#### Ziel:
Wandle die Zeilen vom Anfang der Datensätze bis einschließlich der Zeile mit „top-left (347, 356), bottom-right (432, 413)“ in eine JSON-Liste von Zeichenketten um, mit einer Zeichenkette pro Zeile und ohne Leerzeilen.
──────── Datensätze ────────
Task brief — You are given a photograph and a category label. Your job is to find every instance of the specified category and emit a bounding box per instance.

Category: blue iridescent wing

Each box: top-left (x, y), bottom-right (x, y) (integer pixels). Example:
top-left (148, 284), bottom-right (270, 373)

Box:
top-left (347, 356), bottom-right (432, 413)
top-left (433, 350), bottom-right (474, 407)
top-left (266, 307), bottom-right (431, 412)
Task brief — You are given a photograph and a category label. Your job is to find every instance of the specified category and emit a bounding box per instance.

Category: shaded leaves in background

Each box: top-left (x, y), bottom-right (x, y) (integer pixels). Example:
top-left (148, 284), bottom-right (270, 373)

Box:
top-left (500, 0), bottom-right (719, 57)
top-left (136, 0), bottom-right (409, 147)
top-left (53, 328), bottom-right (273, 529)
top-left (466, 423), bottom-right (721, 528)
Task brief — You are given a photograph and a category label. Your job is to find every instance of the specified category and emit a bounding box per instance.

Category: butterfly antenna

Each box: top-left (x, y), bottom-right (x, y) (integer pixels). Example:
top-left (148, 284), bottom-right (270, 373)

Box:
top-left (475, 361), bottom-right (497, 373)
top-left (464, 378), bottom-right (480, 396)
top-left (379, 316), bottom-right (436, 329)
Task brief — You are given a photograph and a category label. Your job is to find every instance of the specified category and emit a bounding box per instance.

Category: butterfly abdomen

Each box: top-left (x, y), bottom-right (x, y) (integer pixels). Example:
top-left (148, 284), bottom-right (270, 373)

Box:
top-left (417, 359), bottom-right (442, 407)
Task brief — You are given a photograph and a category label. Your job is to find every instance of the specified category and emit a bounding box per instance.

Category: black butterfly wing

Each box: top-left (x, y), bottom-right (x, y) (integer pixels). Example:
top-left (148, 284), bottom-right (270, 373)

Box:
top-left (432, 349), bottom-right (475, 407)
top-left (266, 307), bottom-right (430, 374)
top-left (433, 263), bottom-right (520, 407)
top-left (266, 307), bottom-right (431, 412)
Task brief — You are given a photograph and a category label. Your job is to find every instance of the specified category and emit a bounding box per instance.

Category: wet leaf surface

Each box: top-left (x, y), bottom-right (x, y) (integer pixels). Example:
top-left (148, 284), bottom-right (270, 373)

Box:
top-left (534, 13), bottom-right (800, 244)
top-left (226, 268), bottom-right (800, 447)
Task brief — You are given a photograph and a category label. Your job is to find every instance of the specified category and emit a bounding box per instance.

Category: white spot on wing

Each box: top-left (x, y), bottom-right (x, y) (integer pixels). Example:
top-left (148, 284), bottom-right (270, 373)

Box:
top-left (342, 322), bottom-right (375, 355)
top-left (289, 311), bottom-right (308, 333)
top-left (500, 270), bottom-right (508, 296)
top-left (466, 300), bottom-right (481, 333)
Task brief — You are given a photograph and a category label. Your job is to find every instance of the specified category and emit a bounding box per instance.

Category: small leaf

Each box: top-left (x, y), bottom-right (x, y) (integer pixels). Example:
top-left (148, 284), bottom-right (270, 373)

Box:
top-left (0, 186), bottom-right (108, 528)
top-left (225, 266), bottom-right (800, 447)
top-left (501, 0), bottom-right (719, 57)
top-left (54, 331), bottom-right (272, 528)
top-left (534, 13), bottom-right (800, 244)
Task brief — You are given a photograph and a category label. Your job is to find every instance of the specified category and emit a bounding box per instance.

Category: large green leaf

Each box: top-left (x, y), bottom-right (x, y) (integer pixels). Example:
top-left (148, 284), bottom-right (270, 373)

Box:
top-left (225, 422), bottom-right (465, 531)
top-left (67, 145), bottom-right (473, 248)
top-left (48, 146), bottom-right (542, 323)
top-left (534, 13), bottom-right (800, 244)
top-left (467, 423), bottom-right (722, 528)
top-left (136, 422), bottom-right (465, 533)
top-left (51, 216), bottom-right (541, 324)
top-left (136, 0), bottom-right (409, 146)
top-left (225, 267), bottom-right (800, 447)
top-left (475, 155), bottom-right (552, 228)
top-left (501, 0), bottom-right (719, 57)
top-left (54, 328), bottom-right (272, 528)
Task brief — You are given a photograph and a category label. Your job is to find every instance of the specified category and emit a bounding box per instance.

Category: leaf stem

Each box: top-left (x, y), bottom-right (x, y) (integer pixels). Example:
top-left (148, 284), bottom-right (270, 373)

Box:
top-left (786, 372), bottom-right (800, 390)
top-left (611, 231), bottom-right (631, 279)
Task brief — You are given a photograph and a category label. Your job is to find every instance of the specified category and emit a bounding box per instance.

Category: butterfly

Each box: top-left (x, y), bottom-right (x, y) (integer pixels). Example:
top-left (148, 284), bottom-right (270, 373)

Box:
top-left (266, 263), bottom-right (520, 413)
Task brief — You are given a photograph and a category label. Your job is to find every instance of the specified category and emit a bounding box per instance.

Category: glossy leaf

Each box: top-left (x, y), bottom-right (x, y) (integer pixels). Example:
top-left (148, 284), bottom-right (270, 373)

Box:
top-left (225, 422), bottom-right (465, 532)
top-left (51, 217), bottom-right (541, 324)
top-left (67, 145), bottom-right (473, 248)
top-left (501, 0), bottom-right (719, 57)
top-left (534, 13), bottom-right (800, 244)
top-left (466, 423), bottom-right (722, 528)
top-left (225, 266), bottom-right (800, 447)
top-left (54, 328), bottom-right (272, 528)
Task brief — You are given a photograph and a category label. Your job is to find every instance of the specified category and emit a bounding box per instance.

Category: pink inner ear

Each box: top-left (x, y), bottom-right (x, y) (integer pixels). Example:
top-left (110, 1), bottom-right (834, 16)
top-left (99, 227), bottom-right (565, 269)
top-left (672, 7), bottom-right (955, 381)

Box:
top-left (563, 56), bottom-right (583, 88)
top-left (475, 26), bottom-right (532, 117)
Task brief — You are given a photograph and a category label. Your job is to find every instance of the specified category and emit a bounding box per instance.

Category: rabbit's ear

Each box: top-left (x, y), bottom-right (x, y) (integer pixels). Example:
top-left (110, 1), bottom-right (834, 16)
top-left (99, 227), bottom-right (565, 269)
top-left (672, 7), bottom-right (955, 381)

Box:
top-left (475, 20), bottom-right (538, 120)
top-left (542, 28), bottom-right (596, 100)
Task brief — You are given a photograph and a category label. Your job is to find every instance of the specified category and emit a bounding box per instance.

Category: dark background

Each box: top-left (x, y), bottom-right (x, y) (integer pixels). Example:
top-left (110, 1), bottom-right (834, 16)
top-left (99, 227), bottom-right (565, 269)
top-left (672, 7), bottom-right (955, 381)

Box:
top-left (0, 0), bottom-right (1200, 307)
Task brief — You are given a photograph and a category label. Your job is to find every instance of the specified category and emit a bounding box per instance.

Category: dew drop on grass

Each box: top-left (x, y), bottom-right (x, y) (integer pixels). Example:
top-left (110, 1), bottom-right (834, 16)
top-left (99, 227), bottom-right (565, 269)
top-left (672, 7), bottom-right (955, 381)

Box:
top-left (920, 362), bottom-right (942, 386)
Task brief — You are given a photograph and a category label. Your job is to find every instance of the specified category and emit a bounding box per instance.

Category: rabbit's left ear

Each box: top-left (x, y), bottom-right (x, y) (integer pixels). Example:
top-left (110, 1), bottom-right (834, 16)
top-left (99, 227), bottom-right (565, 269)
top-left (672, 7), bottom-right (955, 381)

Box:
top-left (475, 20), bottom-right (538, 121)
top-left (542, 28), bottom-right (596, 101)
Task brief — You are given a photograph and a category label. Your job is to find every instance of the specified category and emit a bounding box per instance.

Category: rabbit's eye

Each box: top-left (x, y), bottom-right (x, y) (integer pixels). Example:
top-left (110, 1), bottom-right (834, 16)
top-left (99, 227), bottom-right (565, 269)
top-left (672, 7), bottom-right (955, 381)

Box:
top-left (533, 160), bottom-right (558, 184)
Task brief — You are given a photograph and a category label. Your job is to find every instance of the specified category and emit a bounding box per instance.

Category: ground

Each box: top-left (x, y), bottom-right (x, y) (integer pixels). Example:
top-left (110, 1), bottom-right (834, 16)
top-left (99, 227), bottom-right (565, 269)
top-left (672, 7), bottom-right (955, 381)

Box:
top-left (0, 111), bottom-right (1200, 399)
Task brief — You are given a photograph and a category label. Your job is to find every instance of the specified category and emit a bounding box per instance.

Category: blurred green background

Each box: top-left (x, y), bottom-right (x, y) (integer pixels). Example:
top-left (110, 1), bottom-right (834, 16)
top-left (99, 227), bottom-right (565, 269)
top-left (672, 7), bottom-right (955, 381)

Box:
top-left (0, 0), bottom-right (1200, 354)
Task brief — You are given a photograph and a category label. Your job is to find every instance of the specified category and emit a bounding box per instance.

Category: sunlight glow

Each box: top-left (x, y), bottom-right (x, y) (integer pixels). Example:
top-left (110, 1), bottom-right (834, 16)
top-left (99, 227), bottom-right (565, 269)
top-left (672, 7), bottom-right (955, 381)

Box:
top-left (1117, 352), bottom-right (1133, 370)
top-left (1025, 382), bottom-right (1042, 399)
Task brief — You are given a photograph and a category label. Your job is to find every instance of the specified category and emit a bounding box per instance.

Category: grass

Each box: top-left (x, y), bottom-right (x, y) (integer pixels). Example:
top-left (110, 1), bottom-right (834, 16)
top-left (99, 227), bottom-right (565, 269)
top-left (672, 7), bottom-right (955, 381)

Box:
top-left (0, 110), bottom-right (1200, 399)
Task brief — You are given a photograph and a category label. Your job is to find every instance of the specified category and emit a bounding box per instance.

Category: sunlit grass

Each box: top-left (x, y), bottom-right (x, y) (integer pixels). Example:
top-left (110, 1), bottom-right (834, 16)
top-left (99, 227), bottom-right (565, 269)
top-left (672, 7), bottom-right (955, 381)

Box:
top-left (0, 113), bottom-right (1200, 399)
────────
#### Lösung der Aufgabe:
[
  "Task brief — You are given a photograph and a category label. Your job is to find every instance of the specified category and emit a bounding box per instance.",
  "Category: blue iridescent wing",
  "Each box: top-left (x, y), bottom-right (x, y) (integer pixels). Example:",
  "top-left (148, 284), bottom-right (270, 373)",
  "Box:",
  "top-left (347, 356), bottom-right (432, 413)"
]